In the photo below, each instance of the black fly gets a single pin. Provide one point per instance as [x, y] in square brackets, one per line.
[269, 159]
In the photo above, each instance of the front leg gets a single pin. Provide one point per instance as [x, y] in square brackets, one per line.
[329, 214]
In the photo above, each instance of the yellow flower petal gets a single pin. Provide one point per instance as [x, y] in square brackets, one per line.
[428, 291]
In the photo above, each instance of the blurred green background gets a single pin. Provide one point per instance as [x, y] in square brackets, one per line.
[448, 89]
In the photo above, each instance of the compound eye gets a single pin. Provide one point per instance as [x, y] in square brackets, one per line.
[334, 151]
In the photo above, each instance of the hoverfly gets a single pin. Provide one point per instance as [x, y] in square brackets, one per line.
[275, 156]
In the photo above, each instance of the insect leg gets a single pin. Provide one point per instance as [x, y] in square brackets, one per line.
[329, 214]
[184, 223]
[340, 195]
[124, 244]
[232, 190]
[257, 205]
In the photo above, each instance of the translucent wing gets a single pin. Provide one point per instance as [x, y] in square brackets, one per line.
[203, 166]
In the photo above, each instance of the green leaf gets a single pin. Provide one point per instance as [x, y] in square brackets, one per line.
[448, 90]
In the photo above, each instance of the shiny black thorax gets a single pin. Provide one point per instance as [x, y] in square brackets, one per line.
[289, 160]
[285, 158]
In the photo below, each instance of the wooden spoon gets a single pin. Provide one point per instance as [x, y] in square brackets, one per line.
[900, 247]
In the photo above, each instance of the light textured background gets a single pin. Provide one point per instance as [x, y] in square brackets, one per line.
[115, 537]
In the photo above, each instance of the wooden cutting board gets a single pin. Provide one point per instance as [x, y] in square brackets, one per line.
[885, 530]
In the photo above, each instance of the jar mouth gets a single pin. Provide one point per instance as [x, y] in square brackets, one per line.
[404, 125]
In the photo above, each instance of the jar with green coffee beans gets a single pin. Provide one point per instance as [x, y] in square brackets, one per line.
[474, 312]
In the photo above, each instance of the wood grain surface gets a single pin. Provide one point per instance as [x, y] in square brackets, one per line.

* **GIVEN TASK**
Print all of the rows above again, word for word and in their original order.

* **WRITTEN RESPONSE**
In the photo below, each instance of the black fly gets a single pin. Provide one point per instance as [x, y] in square brackets, one per line.
[269, 159]
In the photo above, each instance of the front leg gets a single pin. Provide one point per instance as [x, y] in square brackets, one per line.
[329, 214]
In the photo above, each instance of the yellow flower petal gets a single pin. Provide one point per instance as [x, y] in square brackets, one per line.
[428, 291]
In the photo above, each instance of the blurred green background gets a single pin. Provide one point per instance as [x, y] in square brackets, one per line.
[448, 89]
In the photo above, each instance of the compound eye gets a single pin. Provide one point per instance as [x, y] in square brackets, one per line.
[334, 151]
In the photo above, each instance of the hoverfly gets a single pin. Provide one point per instance as [x, y] in square brackets, one per line.
[275, 156]
In the photo above, each instance of the insect leg gets a single pin. Provide one point per instance as [x, y] in square brackets, one per line.
[329, 214]
[184, 223]
[340, 195]
[124, 244]
[232, 190]
[257, 205]
In the photo above, each instance of the translucent wing gets a single pin. Provide one point per instance as [x, y] in square brackets, one per line.
[203, 166]
In the photo above, each instance of the green leaf gets a single pin. Provide one point per instance as [x, y] in square brackets, one per line.
[448, 90]
In the photo above, each instance of the shiny black thorax gets a single pin. Provide one point per instance as [x, y] in square brackets, one per line.
[289, 160]
[285, 158]
In the photo below, each instance of the wooden spoon gets a single pin. Provide one point per instance as [x, y] in square brackets, one per line.
[900, 247]
In the photo above, each instance of the light textured background gets a single pin. Provide one point per instance as [x, y] in square brackets, one per line.
[115, 537]
In the photo above, each instance of the wooden cutting board gets a single pin. Provide one point per instance as [x, y] in square brackets, one per line.
[885, 530]
In the photo above, each instance of the jar mouth gets a single pin. Provide one point per instance as [x, y] in square brackets, one per line.
[404, 125]
In the photo above, each instance of the jar with green coffee beans gets a single pin. Provide one point per instance as [x, y] in square brackets, one per line.
[474, 312]
In the photo above, each instance of the wood grain surface gets a single pin. Provide one point per instance as [x, y] in square brackets, one per line.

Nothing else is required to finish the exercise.